— Start Provided text —
3. The 2nd respondent thereafter issued an order rejecting the petition for rectification of Ext.P.1 order finding that though a similar issue arose for adjudication in State Bank of India (supra) the same was not a ground for rectification and also on the ground that the Voluntary Retirement Scheme of the State Bank of India which was considered by this court in State Bank of India (supra) may be different from the voluntary retirement scheme of the State Bank of Travancore from whose service the appellant took voluntary retirement. On being served with Ext.P6 raising a further demand (issued on 22-03-2013) the appellant preferred W.P (C) No.16955/2013. The learned Single Judge after considering the facts and circumstances of the case held that the remedy open to the appellant was to prefer an appeal before the Commissioner of Income Tax (Appeals) under Section 246A of the Income Tax Act and disposed of the writ petition permitting the appellant to file such an appeal and further ordered that if the appeal is filed within a period of 3 weeks from the date of the judgment, the same shall be treated as an appeal filed in time. The appeal, if filed, was directed to be heard and disposed of on merits. Aggrieved by the judgment of the learned Single Judge the appellant has filed the present appeal.

4. We have heard Sri. Leejoy Mathew, the learned counsel appearing for the appellant and Sri. Jose Joseph, learned Standing Counsel appearing for the Income Tax Department.
— End Provided text —
— Start Entries provided —
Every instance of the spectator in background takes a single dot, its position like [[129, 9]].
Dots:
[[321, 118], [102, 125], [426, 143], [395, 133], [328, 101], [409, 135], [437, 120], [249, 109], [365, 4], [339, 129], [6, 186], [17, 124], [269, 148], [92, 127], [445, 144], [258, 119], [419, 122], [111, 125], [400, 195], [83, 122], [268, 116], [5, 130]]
— End Entries provided —
— Start Entries provided —
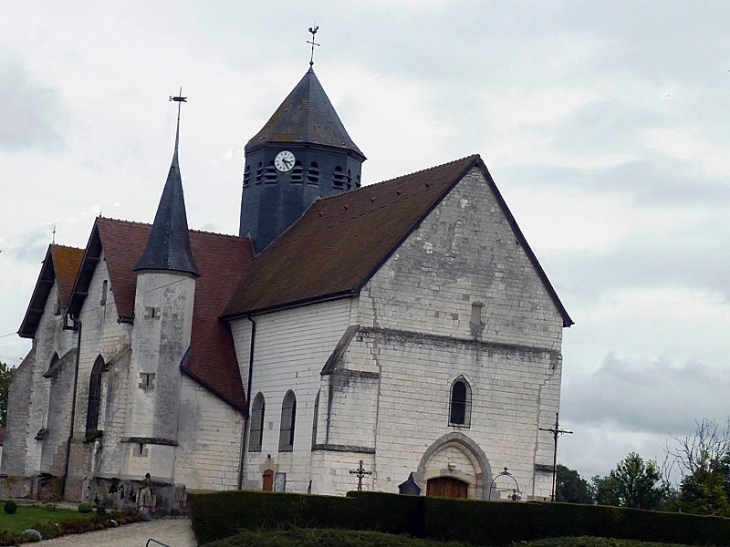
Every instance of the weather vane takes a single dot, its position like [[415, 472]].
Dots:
— End Entries provided —
— Start Entries provided —
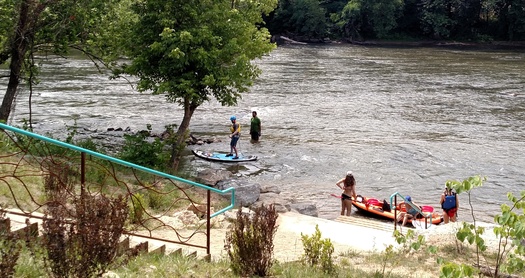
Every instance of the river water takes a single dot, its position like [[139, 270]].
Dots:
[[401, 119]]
— End Entries provided —
- What is asked:
Please output, word for word from the judgment excerpt, the part that opens with the words "4. We have heard" and closes with "Income Tax Department.".

- Finished answer:
4. We have heard Sri. Leejoy Mathew, the learned counsel appearing for the appellant and Sri. Jose Joseph, learned Standing Counsel appearing for the Income Tax Department.